• _Ausgangstext_
::::::
Die Ermittlungen gegen zwei Polizisten in einem Vergewaltigungsfall in einem ukrainischen Dorf decken ein Netz von Amtsmissbrauch auf. Die Täter dachten offenbar, sie kämen straflos davon.

Kiev. Für die 29-jährige allein erziehende Mutter Irina Kraschkowa war es ein Sommerabend wie viele andere: Nach verschiedenen Besorgungen traf sich die Lebensmittelverkäuferin Anfang Juli mit ein paar Freundinnen in der Bar ihres kleinen südukrainischen Bauerndorfs, um noch ein wenig zu tanzen. Auf dem Heimweg wurde sie von zwei Polizisten eingeholt, einer davon ein dorfbekannter Trunkenbold, der wiederholt Dörfler gezwungen haben soll, seine Zeche zu zahlen.
::::::
• _Arbeitsauftrag_
Beantworte kurz anhand des Ausgangstexts:
1. Wie alt ist Irina Kraschkowa?
2. Als was arbeitet sie?
3. Wie viele Polizisten holten sie auf dem Heimweg ein?
Das Material spielt hierfür keine Rolle.

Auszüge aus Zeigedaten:
::::::
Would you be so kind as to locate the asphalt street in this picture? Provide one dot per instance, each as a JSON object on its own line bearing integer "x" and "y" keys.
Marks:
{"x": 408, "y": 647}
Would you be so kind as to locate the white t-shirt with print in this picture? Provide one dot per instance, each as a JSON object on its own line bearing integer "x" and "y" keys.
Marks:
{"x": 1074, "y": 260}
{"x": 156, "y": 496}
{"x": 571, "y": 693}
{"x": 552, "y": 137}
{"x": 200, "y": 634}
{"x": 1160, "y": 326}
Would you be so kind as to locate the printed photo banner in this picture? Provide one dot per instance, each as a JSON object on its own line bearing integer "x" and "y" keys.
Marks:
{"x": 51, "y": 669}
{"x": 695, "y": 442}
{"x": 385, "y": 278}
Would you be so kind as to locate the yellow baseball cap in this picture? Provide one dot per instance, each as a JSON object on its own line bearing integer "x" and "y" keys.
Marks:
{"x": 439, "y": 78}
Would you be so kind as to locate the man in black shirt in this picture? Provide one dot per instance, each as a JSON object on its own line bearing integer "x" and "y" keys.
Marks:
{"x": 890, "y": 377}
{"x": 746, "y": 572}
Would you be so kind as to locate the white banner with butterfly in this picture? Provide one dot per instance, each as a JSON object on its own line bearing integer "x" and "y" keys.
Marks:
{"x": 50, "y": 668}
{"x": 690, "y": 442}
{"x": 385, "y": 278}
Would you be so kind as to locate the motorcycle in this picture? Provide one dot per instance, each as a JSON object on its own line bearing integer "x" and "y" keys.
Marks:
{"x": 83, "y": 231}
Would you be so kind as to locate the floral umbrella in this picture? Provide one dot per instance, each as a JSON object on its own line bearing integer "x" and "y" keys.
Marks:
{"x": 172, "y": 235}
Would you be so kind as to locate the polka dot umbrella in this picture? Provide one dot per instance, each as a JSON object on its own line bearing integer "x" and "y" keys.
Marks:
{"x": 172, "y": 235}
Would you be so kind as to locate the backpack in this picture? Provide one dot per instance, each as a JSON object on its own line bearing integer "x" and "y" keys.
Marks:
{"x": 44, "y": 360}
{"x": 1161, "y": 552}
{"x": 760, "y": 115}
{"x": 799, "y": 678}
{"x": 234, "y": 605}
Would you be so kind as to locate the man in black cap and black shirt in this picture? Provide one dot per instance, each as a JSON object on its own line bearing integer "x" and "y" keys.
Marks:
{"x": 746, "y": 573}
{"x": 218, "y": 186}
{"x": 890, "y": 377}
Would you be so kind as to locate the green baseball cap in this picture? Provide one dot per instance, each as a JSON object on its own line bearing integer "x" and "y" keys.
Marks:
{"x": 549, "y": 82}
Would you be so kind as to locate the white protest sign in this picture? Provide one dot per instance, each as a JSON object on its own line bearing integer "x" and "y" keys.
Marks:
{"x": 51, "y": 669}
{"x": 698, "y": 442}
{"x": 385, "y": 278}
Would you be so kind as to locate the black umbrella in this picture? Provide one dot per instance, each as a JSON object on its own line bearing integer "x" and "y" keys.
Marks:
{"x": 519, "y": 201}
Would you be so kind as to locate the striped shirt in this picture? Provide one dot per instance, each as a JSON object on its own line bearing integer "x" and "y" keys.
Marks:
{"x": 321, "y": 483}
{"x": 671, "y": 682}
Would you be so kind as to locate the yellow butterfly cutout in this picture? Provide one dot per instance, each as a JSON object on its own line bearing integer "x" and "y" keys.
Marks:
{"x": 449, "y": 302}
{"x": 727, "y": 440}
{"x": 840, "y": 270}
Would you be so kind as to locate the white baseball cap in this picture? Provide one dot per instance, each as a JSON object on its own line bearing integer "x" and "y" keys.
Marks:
::::::
• _Ergebnis_
1. 29 Jahre
2. Als Lebensmittelverkäuferin
3. Zwei